● Given exercise
Return every line of the records below that contains the word "dark", copying each line in full; case counts.
--- Start ---
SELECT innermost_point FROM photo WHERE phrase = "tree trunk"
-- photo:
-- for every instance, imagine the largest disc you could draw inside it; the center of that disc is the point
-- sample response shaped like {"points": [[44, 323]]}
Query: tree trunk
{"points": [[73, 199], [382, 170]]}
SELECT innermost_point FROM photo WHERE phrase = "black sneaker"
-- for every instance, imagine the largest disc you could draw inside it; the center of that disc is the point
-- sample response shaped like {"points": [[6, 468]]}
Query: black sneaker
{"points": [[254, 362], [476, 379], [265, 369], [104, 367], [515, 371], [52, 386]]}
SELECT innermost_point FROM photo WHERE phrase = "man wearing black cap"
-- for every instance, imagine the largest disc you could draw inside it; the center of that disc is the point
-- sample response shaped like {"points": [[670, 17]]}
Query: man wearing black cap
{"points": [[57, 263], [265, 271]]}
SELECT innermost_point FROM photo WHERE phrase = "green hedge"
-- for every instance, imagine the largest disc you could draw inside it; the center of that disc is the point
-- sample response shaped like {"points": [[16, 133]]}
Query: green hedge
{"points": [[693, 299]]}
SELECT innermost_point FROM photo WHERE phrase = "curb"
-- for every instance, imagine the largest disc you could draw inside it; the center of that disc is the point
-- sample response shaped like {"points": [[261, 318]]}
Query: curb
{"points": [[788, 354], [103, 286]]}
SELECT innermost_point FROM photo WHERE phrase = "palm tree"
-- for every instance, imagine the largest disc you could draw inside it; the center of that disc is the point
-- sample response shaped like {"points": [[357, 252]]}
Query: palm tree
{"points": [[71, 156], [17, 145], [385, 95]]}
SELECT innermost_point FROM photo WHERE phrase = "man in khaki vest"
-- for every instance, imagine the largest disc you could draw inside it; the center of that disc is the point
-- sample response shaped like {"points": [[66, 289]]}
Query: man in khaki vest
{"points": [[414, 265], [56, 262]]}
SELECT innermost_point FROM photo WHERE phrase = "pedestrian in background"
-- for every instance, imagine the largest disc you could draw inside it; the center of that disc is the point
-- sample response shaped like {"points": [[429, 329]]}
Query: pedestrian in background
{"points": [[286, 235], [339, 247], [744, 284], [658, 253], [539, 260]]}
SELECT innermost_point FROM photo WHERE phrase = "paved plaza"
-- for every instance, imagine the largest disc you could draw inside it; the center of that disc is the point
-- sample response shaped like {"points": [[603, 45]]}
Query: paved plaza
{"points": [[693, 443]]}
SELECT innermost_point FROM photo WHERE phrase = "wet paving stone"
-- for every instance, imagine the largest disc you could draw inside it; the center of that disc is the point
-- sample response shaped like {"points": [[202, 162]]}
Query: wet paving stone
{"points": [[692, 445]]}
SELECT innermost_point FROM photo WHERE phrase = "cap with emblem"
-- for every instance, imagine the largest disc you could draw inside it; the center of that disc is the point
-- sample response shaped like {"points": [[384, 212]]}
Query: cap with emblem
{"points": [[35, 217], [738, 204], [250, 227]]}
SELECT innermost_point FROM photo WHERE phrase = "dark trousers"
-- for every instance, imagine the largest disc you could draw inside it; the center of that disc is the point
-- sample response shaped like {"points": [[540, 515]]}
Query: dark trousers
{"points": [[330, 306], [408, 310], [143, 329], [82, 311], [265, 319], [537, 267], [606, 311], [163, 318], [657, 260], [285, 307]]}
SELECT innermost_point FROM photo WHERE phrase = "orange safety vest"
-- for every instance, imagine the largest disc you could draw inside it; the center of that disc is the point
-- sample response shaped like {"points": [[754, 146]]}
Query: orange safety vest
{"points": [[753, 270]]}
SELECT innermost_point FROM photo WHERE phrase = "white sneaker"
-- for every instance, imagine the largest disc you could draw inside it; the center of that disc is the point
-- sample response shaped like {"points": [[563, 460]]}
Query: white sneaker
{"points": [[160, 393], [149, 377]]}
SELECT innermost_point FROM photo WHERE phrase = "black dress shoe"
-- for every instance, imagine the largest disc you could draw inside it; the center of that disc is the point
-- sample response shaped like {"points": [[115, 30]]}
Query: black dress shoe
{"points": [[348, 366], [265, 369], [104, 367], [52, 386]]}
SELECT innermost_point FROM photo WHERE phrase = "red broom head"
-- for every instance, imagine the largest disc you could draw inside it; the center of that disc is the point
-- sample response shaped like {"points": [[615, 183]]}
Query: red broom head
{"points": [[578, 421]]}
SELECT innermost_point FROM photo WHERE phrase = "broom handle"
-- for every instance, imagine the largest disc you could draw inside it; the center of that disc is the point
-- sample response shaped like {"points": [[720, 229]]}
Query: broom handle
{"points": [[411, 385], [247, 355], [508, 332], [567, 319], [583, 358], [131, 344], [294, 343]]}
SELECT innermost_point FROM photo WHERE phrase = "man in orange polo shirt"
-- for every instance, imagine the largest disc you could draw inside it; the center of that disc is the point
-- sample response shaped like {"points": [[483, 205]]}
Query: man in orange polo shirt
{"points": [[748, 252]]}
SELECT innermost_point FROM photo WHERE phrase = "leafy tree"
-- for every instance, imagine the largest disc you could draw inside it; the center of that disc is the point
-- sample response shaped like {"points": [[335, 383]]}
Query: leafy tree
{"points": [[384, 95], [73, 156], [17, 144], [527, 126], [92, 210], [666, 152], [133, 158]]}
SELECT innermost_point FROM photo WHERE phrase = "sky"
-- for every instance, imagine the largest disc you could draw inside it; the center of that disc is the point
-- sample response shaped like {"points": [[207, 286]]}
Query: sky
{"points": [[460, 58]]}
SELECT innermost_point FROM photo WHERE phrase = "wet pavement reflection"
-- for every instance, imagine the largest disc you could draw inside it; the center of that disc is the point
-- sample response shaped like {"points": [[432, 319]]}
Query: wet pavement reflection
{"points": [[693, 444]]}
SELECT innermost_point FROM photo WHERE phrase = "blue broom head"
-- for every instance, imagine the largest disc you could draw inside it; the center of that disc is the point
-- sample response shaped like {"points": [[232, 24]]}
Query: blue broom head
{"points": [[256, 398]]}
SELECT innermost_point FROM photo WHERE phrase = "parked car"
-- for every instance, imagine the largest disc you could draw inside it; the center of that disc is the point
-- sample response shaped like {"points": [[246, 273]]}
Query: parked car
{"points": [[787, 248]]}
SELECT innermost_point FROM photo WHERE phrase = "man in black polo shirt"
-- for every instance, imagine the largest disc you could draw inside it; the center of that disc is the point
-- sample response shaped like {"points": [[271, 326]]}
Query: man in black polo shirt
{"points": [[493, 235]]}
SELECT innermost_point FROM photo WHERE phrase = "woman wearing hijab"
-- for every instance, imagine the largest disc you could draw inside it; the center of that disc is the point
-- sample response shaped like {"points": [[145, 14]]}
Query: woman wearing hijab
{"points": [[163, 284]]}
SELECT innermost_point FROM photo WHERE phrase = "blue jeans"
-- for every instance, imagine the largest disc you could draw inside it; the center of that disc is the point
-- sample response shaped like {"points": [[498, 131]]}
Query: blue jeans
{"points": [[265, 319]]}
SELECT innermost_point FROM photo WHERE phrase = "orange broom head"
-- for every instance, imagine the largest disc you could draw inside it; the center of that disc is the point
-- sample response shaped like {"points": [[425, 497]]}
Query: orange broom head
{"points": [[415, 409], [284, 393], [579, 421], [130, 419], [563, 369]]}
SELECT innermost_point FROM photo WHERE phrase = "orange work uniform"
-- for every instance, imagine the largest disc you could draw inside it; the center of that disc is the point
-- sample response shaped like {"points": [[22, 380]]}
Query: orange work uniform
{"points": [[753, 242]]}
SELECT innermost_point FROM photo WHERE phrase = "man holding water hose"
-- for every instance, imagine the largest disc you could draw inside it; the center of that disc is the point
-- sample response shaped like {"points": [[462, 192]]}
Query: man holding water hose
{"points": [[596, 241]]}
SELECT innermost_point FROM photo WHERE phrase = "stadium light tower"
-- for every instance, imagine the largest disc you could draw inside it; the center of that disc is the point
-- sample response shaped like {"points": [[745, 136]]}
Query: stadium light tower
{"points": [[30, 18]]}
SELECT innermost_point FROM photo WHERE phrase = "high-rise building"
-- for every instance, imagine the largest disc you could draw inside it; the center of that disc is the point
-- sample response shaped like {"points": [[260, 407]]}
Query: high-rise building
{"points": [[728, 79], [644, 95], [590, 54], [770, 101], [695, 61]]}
--- End ---
● Correct result
SELECT innermost_point FROM photo WHERE phrase = "dark trousers"
Query: dark trousers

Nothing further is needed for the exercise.